■ ABOUT THIS EXERCISE
In the records below, the lines from the one with "Query: pump bottle" through the last are to be printed exactly, and nothing else.

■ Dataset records
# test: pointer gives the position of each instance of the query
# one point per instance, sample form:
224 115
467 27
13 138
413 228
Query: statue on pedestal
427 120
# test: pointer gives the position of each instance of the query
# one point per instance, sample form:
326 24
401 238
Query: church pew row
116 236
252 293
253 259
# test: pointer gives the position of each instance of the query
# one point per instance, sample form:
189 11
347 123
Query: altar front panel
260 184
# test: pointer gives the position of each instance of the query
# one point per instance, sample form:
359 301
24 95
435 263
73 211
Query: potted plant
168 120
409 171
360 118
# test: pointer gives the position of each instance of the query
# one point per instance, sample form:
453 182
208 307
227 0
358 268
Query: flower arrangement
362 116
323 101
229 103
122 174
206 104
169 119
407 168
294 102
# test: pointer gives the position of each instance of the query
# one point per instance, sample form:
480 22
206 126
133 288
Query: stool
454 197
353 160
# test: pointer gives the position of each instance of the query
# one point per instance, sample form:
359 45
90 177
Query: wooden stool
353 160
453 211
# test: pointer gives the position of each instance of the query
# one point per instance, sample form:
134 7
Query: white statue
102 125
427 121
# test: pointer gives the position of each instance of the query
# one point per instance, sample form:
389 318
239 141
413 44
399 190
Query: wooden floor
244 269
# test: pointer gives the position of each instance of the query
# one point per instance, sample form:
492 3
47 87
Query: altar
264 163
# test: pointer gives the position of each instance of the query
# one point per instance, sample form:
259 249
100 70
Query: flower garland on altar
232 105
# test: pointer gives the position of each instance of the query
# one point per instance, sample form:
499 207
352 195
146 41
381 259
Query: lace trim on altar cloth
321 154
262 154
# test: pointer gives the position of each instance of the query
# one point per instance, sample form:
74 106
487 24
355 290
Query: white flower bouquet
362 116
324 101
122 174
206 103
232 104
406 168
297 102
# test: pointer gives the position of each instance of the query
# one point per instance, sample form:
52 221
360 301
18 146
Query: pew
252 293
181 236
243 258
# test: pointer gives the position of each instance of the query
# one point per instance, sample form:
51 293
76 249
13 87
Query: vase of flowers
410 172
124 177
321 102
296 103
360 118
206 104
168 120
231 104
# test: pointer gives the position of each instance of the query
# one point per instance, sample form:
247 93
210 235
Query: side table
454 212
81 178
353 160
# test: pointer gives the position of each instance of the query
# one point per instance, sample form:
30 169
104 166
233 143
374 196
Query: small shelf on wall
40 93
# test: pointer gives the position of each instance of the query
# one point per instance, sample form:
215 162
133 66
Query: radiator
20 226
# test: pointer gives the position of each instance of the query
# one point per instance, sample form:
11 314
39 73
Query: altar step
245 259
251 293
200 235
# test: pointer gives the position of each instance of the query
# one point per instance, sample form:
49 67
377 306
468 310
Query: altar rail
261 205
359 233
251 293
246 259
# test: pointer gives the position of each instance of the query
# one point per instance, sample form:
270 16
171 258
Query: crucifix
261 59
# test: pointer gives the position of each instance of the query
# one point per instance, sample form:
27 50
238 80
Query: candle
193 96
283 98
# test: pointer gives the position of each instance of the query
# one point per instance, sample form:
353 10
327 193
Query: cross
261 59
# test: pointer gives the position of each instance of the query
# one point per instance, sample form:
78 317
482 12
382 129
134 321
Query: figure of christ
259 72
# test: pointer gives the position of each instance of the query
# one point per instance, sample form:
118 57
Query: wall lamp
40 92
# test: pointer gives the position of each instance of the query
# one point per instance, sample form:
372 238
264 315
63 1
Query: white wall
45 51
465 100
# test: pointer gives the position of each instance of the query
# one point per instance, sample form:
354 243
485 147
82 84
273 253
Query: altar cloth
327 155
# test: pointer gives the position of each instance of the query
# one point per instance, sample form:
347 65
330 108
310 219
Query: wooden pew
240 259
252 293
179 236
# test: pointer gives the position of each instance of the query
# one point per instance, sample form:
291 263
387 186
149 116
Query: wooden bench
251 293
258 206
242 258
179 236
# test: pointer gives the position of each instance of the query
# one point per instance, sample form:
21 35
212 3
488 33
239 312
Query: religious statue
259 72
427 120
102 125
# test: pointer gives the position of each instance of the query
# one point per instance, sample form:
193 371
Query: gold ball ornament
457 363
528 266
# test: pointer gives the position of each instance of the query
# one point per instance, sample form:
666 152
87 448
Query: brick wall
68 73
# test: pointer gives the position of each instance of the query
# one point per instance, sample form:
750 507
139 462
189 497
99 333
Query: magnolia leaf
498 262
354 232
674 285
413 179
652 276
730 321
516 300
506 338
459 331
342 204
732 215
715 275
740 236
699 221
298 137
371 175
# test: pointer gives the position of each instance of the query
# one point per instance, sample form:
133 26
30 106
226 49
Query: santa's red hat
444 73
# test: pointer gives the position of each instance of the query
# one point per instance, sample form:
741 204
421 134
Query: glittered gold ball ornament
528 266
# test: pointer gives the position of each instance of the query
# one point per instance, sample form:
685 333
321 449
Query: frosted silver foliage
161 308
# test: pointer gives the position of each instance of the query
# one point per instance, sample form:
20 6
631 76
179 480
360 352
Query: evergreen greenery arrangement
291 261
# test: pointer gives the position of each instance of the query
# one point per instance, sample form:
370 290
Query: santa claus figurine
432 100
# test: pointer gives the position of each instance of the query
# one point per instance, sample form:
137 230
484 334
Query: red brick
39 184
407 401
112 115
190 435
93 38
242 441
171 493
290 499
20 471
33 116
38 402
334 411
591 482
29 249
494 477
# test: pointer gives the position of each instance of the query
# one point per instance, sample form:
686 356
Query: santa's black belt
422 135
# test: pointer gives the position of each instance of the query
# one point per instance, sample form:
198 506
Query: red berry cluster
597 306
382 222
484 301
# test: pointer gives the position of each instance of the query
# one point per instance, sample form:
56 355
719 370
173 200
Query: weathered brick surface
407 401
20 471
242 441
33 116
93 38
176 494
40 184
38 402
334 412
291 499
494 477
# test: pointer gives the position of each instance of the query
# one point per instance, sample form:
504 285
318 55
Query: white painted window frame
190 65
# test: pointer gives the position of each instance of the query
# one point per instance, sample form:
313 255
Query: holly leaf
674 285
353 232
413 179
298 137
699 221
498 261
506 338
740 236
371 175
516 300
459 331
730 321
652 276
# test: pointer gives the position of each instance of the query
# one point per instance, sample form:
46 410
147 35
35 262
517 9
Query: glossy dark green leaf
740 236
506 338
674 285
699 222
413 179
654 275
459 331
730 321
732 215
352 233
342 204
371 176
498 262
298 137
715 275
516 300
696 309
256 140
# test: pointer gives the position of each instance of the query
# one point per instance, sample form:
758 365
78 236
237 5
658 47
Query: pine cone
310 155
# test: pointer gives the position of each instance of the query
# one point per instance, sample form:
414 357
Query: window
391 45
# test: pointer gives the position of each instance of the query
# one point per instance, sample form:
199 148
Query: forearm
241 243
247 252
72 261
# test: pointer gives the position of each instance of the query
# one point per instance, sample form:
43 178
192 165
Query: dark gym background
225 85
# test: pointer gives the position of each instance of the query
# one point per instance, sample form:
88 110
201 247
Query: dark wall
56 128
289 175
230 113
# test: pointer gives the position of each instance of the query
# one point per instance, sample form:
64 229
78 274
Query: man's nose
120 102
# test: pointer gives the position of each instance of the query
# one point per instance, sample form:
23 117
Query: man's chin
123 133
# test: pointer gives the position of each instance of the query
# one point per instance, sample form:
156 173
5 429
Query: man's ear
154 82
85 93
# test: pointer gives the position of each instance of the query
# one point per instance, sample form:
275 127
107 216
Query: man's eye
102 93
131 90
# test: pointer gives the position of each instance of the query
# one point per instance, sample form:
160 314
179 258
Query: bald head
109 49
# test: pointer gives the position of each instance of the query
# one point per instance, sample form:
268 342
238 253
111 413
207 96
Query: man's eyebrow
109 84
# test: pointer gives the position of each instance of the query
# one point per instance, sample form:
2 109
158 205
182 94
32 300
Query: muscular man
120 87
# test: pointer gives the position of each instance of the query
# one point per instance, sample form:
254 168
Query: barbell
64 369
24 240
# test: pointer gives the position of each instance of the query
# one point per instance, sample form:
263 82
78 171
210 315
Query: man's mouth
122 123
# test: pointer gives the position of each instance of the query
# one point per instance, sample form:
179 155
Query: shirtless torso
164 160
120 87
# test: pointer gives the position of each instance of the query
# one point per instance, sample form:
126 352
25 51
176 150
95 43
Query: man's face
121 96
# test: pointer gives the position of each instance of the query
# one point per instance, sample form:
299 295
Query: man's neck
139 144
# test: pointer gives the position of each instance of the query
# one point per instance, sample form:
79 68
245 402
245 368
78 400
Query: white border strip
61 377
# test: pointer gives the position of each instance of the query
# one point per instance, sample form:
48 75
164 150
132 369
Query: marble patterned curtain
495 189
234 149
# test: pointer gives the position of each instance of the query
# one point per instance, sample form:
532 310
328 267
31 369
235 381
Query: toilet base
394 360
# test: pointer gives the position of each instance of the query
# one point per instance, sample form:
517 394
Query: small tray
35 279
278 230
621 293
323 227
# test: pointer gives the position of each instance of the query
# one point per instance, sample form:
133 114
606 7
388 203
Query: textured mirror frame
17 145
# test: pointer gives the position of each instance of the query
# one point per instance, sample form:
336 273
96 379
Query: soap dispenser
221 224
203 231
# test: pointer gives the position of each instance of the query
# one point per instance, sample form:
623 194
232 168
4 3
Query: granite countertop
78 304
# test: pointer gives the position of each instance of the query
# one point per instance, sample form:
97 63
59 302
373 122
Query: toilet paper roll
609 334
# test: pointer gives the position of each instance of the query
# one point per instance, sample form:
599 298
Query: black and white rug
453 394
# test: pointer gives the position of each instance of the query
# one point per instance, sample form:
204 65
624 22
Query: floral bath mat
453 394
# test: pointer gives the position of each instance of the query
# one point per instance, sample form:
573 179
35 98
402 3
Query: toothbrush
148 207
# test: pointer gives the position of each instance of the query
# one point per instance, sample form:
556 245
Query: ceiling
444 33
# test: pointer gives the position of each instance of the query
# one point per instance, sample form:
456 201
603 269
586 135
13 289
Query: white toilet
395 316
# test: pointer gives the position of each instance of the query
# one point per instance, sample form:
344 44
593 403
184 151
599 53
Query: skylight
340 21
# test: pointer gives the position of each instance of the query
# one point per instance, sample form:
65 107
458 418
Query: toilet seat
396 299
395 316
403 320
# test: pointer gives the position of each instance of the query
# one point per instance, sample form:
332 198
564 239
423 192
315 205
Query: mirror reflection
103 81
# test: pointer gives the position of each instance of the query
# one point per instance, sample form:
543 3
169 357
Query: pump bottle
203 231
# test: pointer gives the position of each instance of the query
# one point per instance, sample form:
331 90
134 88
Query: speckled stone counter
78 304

■ EXERCISE ANSWER
Query: pump bottle
203 231
# test: pointer gives the position of each instance of the query
# one point per instance, sample form:
331 90
134 88
Query: speckled stone counter
78 304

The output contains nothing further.